● **DOCUMENT TEXT**:
Cooking with Linux - Operating Your Body at Peak Performance
François, mon ami, you look dreadful. How long have you been sitting in front of that computer? Quoi? You were in the restaurant six hours before it opened! Whatever for? You were trying to come up with something for today's High-Performance menu, and you became distracted. By what? Ah, I see, still trying to become the world PlanetPenguin Racer champion, are you? François, by now, even Tux needs a break, and he's just a character on a video game. Besides, how can you expect to perform at peak performance if you don't take a break? Plus, our guests will be here any moment, and you have a lot of work to do before they arrive.
Too late—our guests are here. Time to fetch the wine, François. Something Chilean for tonight, I think. Bring back the 2001 Casa Lapostolle Clos Apalta, and hurry. Or at least, as quickly as you can hurry, hunched over like that. And, do a few stretches before you come back. You must look your best for our guests.

● **PROBLEM**:
Continue the Cooking with Linux piece from its final sentence, keeping the same voice.

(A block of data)
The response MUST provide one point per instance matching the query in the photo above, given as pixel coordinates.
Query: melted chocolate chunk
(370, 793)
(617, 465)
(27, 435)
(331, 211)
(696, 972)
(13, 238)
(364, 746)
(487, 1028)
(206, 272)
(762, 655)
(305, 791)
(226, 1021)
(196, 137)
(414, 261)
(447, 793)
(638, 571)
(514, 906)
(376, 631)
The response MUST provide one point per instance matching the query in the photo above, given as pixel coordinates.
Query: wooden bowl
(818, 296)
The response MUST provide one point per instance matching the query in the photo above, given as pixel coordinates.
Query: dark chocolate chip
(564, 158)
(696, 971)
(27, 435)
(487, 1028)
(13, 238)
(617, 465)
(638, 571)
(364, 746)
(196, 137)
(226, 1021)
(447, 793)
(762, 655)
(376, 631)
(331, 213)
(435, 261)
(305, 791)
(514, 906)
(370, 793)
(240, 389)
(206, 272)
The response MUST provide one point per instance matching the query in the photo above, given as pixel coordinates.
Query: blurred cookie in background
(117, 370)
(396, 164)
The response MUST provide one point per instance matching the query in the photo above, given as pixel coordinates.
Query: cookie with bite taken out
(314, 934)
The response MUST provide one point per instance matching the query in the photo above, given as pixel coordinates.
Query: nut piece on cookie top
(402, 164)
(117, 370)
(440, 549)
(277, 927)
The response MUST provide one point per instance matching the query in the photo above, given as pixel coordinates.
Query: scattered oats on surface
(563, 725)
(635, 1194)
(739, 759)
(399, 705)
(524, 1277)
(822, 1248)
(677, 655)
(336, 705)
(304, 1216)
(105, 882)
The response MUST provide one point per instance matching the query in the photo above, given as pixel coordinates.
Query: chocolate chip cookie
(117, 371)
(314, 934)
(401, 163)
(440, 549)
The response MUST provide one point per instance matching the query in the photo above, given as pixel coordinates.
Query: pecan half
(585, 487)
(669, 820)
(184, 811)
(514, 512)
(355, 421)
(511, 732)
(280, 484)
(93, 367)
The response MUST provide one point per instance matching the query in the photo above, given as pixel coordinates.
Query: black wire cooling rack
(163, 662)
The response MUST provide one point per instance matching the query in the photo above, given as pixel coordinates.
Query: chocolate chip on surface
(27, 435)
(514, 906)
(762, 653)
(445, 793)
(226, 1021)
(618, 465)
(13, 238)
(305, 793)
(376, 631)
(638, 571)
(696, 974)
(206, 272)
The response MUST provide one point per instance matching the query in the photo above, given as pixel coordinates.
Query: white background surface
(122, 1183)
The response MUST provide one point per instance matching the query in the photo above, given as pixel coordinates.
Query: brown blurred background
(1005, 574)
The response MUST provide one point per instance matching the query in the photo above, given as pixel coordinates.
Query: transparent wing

● **OUTPUT OF THE EXERCISE**:
Welcome, everyone! It is my exquisite pleasure to see you all here at Chez Marcel, home of superb Linux software and spectacular wines. Please sit and make yourselves comfortable. I've sent François to fetch the wine, but I ask for your patience as he is moving a little slowly right now. François is a victim of sitting too long in front of his computer without taking a break. I wish I could say he was working, but he was playing video games.
My faithful waiter isn't the only one who suffers from this. All of us here spend far too long with our eyes fixed on the screen before us, occasionally moving the mouse, typing endlessly, clicking here and there. It sounds like we should all be accomplishing great things, but mostly we achieve tired eyes, sore muscles, carpal tunnel syndrome and worse. Luckily, we can use the same computer that puts us in this predicament to provide a solution, by using some great open-source software to force us to take a break. These handy little programs sit quietly in the background as you work. Then, at some regularly programmed intervals, they pop up a gentle reminder to take a break.
One such program has been around for quite some time. It's Eddie Kohler's Xwrits. You can pick up Xwrits from from its Web site (see the on-line Resources). Optionally, check the contrib sites for your distribution of choice. When Xwrits runs, it monitors your keyboard activity and runs a timer in the background. When you have reached the maximum typing time, it pops up a warning window with brightly colored cartoon-like images of (presumably) Eddie's wrist flexing as though it needs a break.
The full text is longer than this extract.